## SELECTED TEXT

In [1]:
# Gensim is a Python library for topic modelling, document 
# indexing and similarity retrival with large corpora. 
# Target audience is the natural language processing (NLP)
# and information retrival (IR) community.

In [2]:
# Features
# * All algorithms are memory-independent. The corpus size 
# (can process input larger than RAM, streamed, out-of-core)
# * Intuitive interfaces
#    * easy to plug in your own input corpus/datastream (simple stream API)
#    * easy to extend with other Vector Space algorithms (simple transform API)
# * Efficient multicore implementations of popular algorithms
#   such as online atent Semantic Analysis (LSA/LSI/SVD),
#   Latent Dirichlet Allocation (LDA), Random Projections (RP),
#   Hierarchical Dirichlet Process (HDP) or word2vec deep 
#   learning.
# * Distributed computing: can run Latent Semantic Analysis and 
#   Latent Dirichlet Allocation on a cluster of computers.

In [7]:

# Vector space model
# Vector space model or term vector model is an algebraic model
# for representing text documents (and any objects, in general)
# as vectors of identifers (such as index terms). It is used 
# in information filtering, information retrieval, indexing
# and relevancy rankings. Its first use was in the SMART
# Information Retrieval System.

# Definitions
# Documents and queries are represented as vectors

In [6]:
%%latex
$d_j = (w_{1,j}, w_{2,j}, ... w_{t,j})$

<IPython.core.display.Latex object>

In [8]:
# Each dimension corresponds to a separate term. If a term 
# occurs in the document, its value in the the vector is 
# non-zero. Several different ways of computing these values,
# also known as (term) weights, have been developed. One of
# the best known schemes is tf-idf weighting.

# The definition of term depends on the application. Typically 
# terms are single words, keywords, or longer phrases. If words
# are chosen to be the terms, the dimensionality of the vector
# is the number of words in the vocabulary (the number of 
# distinct words occuring in the corpus).

# Vector operations can be used to compare documents with queries.

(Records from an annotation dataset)
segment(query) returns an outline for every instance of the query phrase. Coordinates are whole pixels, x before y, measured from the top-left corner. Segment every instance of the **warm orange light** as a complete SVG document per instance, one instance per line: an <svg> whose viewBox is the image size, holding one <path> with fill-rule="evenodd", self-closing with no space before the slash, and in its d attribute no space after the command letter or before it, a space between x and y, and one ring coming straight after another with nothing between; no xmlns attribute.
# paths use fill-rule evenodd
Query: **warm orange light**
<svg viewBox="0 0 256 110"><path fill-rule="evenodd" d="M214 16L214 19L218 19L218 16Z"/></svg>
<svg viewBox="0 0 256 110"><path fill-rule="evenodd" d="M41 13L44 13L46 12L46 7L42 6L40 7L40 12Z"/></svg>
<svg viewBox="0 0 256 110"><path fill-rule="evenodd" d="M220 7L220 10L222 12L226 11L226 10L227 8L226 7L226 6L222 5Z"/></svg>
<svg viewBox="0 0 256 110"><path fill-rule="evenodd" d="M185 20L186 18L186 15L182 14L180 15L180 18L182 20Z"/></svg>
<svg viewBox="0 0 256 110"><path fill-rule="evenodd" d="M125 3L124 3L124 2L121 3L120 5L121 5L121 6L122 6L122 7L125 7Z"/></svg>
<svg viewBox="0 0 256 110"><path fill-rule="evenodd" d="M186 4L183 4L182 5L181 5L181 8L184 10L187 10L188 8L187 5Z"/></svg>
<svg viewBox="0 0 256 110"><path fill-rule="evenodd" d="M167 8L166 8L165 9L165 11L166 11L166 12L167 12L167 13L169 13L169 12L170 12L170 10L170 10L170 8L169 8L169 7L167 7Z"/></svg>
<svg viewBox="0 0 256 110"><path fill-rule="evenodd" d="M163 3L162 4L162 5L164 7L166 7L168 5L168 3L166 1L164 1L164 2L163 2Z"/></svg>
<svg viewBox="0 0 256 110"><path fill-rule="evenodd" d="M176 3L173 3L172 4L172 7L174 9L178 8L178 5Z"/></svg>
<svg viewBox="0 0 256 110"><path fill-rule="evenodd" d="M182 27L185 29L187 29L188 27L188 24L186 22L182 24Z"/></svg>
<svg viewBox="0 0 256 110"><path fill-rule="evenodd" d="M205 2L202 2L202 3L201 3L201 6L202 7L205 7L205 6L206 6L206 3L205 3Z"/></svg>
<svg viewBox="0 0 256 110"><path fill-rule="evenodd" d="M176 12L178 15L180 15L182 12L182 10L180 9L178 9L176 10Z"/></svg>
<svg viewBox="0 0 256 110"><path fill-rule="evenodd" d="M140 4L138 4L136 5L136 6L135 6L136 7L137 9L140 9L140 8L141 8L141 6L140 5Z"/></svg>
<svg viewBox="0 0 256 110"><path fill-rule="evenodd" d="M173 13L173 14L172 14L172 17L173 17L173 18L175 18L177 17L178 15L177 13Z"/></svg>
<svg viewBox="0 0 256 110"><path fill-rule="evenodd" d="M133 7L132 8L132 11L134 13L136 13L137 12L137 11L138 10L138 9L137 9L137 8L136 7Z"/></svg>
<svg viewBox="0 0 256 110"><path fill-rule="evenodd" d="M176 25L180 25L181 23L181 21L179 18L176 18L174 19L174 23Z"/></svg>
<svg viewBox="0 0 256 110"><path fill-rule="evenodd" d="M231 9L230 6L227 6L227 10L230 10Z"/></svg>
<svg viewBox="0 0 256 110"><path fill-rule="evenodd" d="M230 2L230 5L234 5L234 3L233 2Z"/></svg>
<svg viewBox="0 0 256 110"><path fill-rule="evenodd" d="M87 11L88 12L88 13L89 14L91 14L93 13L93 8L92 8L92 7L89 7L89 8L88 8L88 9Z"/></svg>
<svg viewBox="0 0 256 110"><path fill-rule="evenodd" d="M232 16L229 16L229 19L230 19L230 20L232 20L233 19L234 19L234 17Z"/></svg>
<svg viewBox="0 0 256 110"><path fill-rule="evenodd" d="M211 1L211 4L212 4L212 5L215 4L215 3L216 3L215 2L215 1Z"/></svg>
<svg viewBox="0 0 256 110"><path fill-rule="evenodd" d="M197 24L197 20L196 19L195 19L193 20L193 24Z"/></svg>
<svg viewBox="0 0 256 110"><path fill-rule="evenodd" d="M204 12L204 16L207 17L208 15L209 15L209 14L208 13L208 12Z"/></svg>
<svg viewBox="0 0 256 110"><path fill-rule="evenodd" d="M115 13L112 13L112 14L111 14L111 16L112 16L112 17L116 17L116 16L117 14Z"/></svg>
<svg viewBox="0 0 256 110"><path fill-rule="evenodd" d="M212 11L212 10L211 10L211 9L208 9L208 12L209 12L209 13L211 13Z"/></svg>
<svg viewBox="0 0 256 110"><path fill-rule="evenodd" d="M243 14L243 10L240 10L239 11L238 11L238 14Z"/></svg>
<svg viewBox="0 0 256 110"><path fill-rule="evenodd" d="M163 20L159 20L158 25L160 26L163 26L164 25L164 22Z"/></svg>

## EXERCISE SET
**a.** Summarize the Gensim notebook in two sentences.
**b.** Write the next part of the Gensim notebook, picking up after its final sentence.

## ANSWERS IN ORDER
**a.** Gensim is a Python library for topic modeling, document indexing and similarity retrieval with large corpora, offering memory-independent algorithms, intuitive interfaces, efficient multicore implementations of algorithms such as LSA, LDA, RP, HDP and word2vec, and distributed computing on a cluster of computers. In the vector space model it draws on, documents and queries are represented as vectors in which each dimension corresponds to a separate term and carries a term weight, and vector operations can be used to compare documents with queries.

**b.**
In [9]:
# Application
# Relevance rankings of documents in a keyword search can be 
# calculated, using the assumptions of document similarities
# theory, by comparing the deviation of angles between 
# each document vector and the original query vector
# where the the query is represented as a vector with 
# same dimension as the vectors that represent the other 
# documents. 
# In practice, it is easier to calculate the cosine of the 
# angle between the vectors, instead of the angle itself.


In [13]:
%%latex
$cos\theta = \frac{d_2.q}{||d_2||.||q||}$

<IPython.core.display.Latex object>

In [12]:
# Advantages
# The vector space model has the following advantages over 
# the Standard Boolean model:
# 1.  Simple model based on linear algebra
# 2.  Term weights not binary
# 3.  Allows computing a continuous degree of similarity 
#     between queries and documents.
# 4.  Allows ranking documents according to their possible 
#     relevance.
# 5.  Allows partial matching.


In [14]:
# Topic modelling for humans
# * Train large-scale semantic NLP models
# * Represent text as semantic vectors
# * Find semantically related documents

In [15]:
# Core concepts
# The core concepts of gensim are: 
# 1. Document: some text.
# 2. Corpus: a collection of documents.
# 3. Vector: a mathematically convenient representation of 
# a document.
# 4. Model: an algorithm for transforming vectors from 
# one representation to another. 
# Let's examine each of these in slightly more detail. 

In [16]:
# Document 
# In Gensim, a document is an object of the text sequence type
# (commonly known as str in Python 3). A document could be 
# anything from a short 140 character tweet, a single paragraph
# (i.e., journal artical abstract), a news artical, or a book. 

In [17]:
document = "Human machine interface for lab abc computer applications"

In [18]:
# Corpus
# A corpus is a collection of Document objects. Corpora serve
# two roles in Gensim:
# 1. Input for training a Model. During training, the models 
# this training corpus to look for common themes and topics,
# initializing their internal model parameters. 
# 
#    Gensim focuses on unsupervised models so that no human 
#    intervention, such as costly annotations or tagging 
#    documents by hand, is required.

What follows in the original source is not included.